Segment Start: DATA PROVIDED

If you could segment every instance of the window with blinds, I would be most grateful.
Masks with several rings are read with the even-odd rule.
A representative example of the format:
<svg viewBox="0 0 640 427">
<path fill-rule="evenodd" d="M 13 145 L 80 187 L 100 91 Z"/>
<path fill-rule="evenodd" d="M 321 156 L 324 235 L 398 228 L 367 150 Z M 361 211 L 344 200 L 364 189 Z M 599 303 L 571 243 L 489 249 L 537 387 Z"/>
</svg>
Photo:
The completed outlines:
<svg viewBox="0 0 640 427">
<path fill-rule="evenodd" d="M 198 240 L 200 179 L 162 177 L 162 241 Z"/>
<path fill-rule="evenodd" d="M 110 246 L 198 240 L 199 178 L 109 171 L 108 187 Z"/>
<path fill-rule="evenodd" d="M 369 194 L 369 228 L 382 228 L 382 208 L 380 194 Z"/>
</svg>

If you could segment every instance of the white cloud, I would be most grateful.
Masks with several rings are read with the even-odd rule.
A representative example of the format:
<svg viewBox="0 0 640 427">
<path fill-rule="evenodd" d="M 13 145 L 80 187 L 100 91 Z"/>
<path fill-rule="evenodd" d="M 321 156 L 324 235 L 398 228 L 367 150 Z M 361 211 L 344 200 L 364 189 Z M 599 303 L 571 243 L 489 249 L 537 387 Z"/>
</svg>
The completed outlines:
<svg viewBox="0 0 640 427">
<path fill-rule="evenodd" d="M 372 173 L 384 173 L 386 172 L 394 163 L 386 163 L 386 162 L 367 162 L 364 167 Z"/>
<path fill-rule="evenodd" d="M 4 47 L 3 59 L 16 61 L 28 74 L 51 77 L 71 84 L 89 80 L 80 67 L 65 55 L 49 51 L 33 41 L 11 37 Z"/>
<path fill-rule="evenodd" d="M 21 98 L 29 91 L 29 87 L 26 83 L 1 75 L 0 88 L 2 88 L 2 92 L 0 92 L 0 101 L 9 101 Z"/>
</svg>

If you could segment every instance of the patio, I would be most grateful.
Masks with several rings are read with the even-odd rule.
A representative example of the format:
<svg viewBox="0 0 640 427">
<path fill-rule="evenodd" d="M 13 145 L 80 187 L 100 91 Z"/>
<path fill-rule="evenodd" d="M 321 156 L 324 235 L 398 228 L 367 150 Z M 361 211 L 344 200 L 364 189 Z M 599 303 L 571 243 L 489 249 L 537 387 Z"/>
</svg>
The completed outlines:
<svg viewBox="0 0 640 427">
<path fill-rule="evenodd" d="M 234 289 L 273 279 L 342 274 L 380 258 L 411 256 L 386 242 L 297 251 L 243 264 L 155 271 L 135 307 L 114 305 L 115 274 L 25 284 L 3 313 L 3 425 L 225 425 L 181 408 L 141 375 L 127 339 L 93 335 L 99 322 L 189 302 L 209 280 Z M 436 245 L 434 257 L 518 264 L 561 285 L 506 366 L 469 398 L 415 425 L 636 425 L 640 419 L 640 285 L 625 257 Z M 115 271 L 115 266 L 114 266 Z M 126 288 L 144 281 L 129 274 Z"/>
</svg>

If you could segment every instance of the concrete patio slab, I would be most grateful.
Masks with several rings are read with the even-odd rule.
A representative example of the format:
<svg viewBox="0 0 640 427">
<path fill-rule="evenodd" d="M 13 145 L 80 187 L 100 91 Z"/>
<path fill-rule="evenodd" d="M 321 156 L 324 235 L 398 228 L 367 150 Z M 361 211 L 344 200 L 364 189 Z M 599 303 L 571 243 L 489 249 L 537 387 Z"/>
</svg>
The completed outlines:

Segment End: DATA PROVIDED

(TASK) The answer should be the complete set of records, printed exactly.

(TASK SOLUTION)
If you could segment every instance of the window with blinds, I would be most grateful.
Masks with several rings are read with the even-odd rule.
A representative example of the format:
<svg viewBox="0 0 640 427">
<path fill-rule="evenodd" d="M 13 145 L 80 187 L 100 91 Z"/>
<path fill-rule="evenodd" d="M 321 156 L 324 235 L 398 228 L 367 150 Z M 361 211 L 344 200 L 364 189 Z M 599 303 L 571 243 L 489 249 L 537 387 Z"/>
</svg>
Photo:
The completed outlines:
<svg viewBox="0 0 640 427">
<path fill-rule="evenodd" d="M 198 240 L 200 179 L 162 177 L 162 241 Z"/>
<path fill-rule="evenodd" d="M 110 246 L 198 240 L 199 178 L 109 171 L 108 187 Z"/>
<path fill-rule="evenodd" d="M 369 194 L 369 228 L 382 228 L 382 208 L 380 194 Z"/>
</svg>

If you could segment every instance of the white cloud, I would be most grateful.
Masks with several rings are read with the even-odd rule.
A representative example of the format:
<svg viewBox="0 0 640 427">
<path fill-rule="evenodd" d="M 13 145 L 80 187 L 100 91 Z"/>
<path fill-rule="evenodd" d="M 321 156 L 324 235 L 398 228 L 367 150 Z M 361 211 L 344 200 L 364 189 Z M 599 303 L 571 243 L 489 249 L 537 387 Z"/>
</svg>
The completed outlines:
<svg viewBox="0 0 640 427">
<path fill-rule="evenodd" d="M 372 173 L 384 173 L 386 172 L 394 163 L 386 163 L 386 162 L 367 162 L 364 167 Z"/>
<path fill-rule="evenodd" d="M 4 47 L 3 59 L 16 61 L 28 74 L 51 77 L 71 84 L 89 80 L 80 67 L 65 55 L 49 51 L 33 41 L 11 37 Z"/>
<path fill-rule="evenodd" d="M 21 98 L 29 91 L 29 87 L 26 83 L 1 75 L 0 88 L 2 88 L 2 92 L 0 92 L 0 101 L 9 101 Z"/>
</svg>

If you could segment every instance of the patio, I would be most grateful.
Masks with several rings are read with the even-odd rule.
A representative example of the format:
<svg viewBox="0 0 640 427">
<path fill-rule="evenodd" d="M 13 145 L 80 187 L 100 91 Z"/>
<path fill-rule="evenodd" d="M 321 156 L 324 235 L 398 228 L 367 150 Z M 361 211 L 344 200 L 364 189 Z M 599 303 L 571 243 L 489 249 L 537 387 Z"/>
</svg>
The completed outlines:
<svg viewBox="0 0 640 427">
<path fill-rule="evenodd" d="M 234 289 L 273 279 L 342 274 L 380 258 L 411 256 L 386 242 L 297 251 L 243 264 L 155 271 L 135 307 L 114 305 L 115 274 L 25 284 L 3 313 L 3 425 L 225 425 L 181 408 L 141 375 L 127 339 L 93 335 L 99 322 L 189 302 L 209 280 Z M 436 245 L 434 257 L 518 264 L 561 285 L 506 366 L 469 398 L 415 425 L 636 425 L 640 419 L 640 285 L 625 257 Z M 115 271 L 115 266 L 114 266 Z M 126 288 L 144 281 L 129 274 Z"/>
</svg>

If you could segment every instance of the concrete patio slab, I would be most grateful.
Masks with several rings are read with the even-odd rule.
A representative example of the format:
<svg viewBox="0 0 640 427">
<path fill-rule="evenodd" d="M 13 145 L 80 187 L 100 91 Z"/>
<path fill-rule="evenodd" d="M 321 156 L 324 235 L 398 228 L 367 150 Z M 361 211 L 344 200 L 364 189 Z M 599 303 L 571 243 L 489 249 L 537 387 Z"/>
</svg>
The completed outlines:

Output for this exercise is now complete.